I stayed with Keith, the organist and his wife Claudine, an international human rights lawyer. The two of them are always kind and hospitable and guarantee much enjoyable conversation and laughter. They loaned me their 'jellybean' car - a brown Fiat Seicento, to give me independence for getting to and from Gingins (they live close to Geneva airport - convenient, if noisy), so I had the pleasure of several trips up and down the Pay de Gex in the shadow of the very green looking Jura (not scorched by summer sun or snow covered, as when I usually come), with fields of corn waiting to be reaped, lining the country roads I prefer to use rather than the autoroute, for leisure.
The region is full of memories both pleasant and painful, as I had a quite a tough if rewarding time there. The countryside was always a great consolation, and remains one of my favourite places on earth. Memories of working with the Gingins congregation are among my happiest. Now they have a chaplain of their own, and a priest who has risen from their own ranks, and is now working on another church plant across the border in Divonne les Bains, close to where she lives.

**WRITTEN REQUEST 1:** Translate into French this sentence from the account of the stay near Geneva: "The countryside was always a great consolation, and remains one of my favourite places on earth."

**RECORDS PROVIDED:**

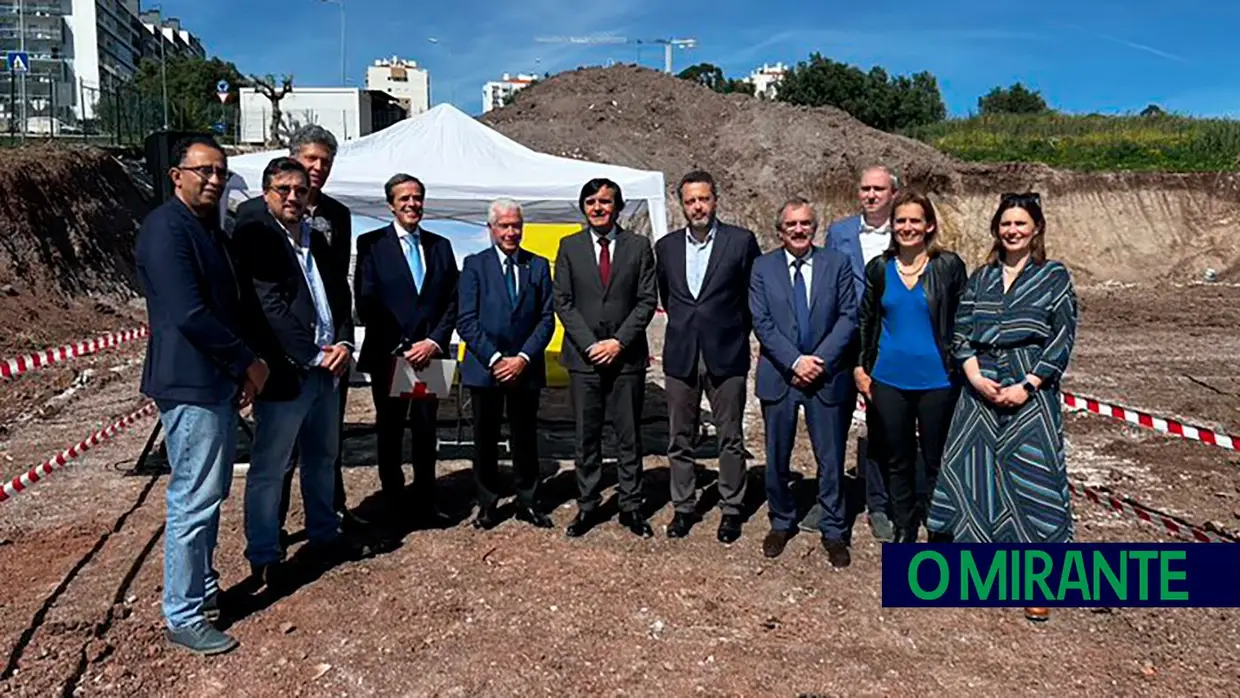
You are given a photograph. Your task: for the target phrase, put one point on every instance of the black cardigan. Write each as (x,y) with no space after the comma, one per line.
(944,282)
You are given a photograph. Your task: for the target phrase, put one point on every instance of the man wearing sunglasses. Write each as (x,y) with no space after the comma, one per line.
(199,370)
(301,324)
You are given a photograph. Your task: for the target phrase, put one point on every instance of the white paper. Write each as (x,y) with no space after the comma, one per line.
(433,381)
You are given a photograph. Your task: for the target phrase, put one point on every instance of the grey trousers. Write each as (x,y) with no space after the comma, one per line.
(727,398)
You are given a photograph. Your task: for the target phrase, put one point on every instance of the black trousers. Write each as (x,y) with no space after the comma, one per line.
(340,501)
(489,409)
(392,415)
(594,397)
(902,422)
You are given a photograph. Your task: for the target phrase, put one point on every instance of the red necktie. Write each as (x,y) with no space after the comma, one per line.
(604,260)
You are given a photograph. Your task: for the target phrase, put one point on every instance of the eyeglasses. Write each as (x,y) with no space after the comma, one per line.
(1027,197)
(206,171)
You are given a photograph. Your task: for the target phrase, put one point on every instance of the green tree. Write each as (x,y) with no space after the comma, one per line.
(1014,99)
(873,98)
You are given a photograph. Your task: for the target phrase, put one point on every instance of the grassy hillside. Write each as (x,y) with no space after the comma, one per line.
(1093,143)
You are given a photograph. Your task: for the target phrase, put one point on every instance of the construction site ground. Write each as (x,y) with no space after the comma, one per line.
(527,611)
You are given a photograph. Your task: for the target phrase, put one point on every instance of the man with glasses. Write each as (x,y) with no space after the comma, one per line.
(199,371)
(301,324)
(804,301)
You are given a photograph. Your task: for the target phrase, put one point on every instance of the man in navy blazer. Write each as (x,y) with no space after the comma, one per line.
(199,370)
(506,318)
(406,293)
(703,283)
(861,238)
(804,303)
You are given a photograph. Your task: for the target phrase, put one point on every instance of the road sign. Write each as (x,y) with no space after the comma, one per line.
(19,61)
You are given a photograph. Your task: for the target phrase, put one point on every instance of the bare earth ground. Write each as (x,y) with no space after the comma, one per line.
(526,611)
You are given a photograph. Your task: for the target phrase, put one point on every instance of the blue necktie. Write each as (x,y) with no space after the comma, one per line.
(801,304)
(413,257)
(510,277)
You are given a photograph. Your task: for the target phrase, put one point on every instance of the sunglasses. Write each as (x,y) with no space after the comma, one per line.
(1027,197)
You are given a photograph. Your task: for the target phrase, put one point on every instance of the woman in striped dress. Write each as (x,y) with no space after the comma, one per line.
(1003,477)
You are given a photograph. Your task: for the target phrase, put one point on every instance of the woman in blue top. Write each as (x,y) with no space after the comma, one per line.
(1003,477)
(907,375)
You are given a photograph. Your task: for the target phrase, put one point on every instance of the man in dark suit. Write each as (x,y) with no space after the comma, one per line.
(406,289)
(315,149)
(605,296)
(703,283)
(506,319)
(199,370)
(804,301)
(301,324)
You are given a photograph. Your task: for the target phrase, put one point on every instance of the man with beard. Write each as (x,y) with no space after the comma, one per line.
(199,371)
(605,296)
(703,283)
(804,303)
(863,237)
(406,288)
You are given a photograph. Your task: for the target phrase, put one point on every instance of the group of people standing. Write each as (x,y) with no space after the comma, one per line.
(959,372)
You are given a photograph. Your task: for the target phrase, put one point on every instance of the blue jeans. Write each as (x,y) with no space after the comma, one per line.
(201,443)
(311,422)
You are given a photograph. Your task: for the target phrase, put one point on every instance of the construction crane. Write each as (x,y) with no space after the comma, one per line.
(668,44)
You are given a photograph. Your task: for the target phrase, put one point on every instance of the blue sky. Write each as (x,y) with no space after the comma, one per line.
(1106,56)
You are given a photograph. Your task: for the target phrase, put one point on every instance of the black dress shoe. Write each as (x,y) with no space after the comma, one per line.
(775,542)
(837,552)
(729,528)
(533,517)
(680,526)
(634,522)
(582,523)
(486,518)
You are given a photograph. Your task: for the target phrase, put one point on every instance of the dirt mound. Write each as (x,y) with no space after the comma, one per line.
(760,151)
(1126,227)
(68,221)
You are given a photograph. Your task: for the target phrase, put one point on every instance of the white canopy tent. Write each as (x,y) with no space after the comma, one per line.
(465,165)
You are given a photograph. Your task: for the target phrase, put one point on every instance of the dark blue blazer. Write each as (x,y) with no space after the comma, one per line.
(843,236)
(716,324)
(195,353)
(832,315)
(391,310)
(489,322)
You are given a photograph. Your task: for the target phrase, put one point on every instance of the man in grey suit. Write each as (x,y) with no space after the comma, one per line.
(605,296)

**WRITTEN REQUEST 2:** List every line of the records that contains the string "dark", treating uppercase and lowercase letters as different.

**SOLUTION 1:** La campagne a toujours été une grande consolation, et elle reste l'un de mes endroits préférés sur terre.

**SOLUTION 2:**
You are given a photograph. Your task: for the target phrase, put one point on every instance of the man in dark suit. Write each as (x,y) with no space after the comma, one per line.
You are given a photograph. Your task: for the target phrase, put one point on every instance of the dark blue blazer. Write each as (x,y) with no space after the comma, one per line.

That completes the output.